*** DOCUMENT SECTION

Mr President,
Human Rights Watch thanks the High Commissioner for this important report and calls on states to urgently implement its recommendations.
For decades, medical professionals and policymakers have ignored the voices of intersex people, consistently failing to respect their right to full, free, and informed consent before their bodies are irreversibly altered.
Some argue that early childhood surgeries reduce stigma and promote “normalcy,” or that they help children develop cisgender, heterosexual identities through bodies that appear more typical. But these claims lack scientific support. In fact, the widespread adoption of these procedures occurred without evidence of benefit—only to later reveal extensive harm. These surgeries often create the very stigma and dysphoria they aim to prevent, and can result in lifelong physical and psychological consequences, including scarring, loss of sensation, sexual dysfunction, incontinence, trauma, and sterilization.

******
*** DATA

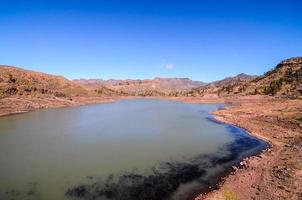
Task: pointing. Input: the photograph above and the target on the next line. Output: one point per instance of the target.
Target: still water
(130, 149)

******

LIST OF TASKS:
**A.** Rewrite the intersex rights statement starting at the words "For decades, medical" and ending after "trauma, and sterilization.", replacing "surgeries" with "operations".
**B.** Continue the intersex rights statement from its last sentence.

RESULTS FOR THE EXERCISE:
**A.**
For decades, medical professionals and policymakers have ignored the voices of intersex people, consistently failing to respect their right to full, free, and informed consent before their bodies are irreversibly altered.
Some argue that early childhood operations reduce stigma and promote “normalcy,” or that they help children develop cisgender, heterosexual identities through bodies that appear more typical. But these claims lack scientific support. In fact, the widespread adoption of these procedures occurred without evidence of benefit—only to later reveal extensive harm. These operations often create the very stigma and dysphoria they aim to prevent, and can result in lifelong physical and psychological consequences, including scarring, loss of sensation, sexual dysfunction, incontinence, trauma, and sterilization.

**B.**
A human rights framework is essential to ending these practices. International human rights bodies, including UN treaty bodies, have repeatedly found that these interventions violate fundamental rights.
We welcome recent progress in banning or regulating such surgeries, including in Greece, Malta, Spain, and parts of India and Australia. We are also encouraged by the growing number of medical associations worldwide that now oppose non-consensual surgeries aimed at "normalizing" children’s bodies.
All people, including those with intersex traits, deserve the right to bodily autonomy and dignity. This starts with allowing children to grow up in their own healthy, if different, bodies—without being subjected to harmful, irreversible interventions.